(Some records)

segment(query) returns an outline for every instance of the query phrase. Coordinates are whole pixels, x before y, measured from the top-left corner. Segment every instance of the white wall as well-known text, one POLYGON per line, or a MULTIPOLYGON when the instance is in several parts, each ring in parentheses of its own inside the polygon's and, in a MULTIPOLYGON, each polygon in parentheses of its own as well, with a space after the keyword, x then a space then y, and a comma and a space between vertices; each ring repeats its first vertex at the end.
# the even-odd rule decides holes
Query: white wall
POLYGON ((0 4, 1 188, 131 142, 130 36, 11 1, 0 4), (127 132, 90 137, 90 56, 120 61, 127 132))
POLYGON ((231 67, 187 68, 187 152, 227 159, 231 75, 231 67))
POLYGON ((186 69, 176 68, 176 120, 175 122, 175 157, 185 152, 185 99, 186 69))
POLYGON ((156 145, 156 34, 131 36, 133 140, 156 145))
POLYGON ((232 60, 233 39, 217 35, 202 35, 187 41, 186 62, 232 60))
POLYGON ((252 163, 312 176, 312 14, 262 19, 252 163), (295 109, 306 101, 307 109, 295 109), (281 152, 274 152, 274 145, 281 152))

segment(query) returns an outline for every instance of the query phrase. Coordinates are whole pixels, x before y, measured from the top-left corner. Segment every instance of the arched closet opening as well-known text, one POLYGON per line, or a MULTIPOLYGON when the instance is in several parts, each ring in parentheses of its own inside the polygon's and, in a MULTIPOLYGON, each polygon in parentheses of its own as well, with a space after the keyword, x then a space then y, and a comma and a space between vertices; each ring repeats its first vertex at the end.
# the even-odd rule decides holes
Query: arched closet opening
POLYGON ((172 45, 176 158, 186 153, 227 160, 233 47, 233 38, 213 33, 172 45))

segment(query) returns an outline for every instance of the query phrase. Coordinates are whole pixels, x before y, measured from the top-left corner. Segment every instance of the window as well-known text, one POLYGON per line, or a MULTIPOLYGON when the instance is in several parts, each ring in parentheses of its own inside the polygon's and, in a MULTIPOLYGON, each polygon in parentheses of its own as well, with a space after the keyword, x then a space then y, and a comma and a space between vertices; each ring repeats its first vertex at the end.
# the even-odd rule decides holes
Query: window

• [The exercise] Output, unchanged, the lines from the line with "of the window" through the final line of the material.

• [Reply to the task]
segment(query) returns an outline for every instance of the query phrase. Coordinates are whole pixels, x before y, measured from the top-left corner. Segment every instance of the window as well-known text, one POLYGON per line, or a MULTIPOLYGON when the instance is in several parts, each ring in parentheses of its own inside the polygon's and, in a MULTIPOLYGON, each polygon in parentheses of its own as well, with a space after the keyword, x then a space then y, and a comma and a space between vertices; each ring repeats its first vertex at the end.
# the even-odd rule decides holes
Query: window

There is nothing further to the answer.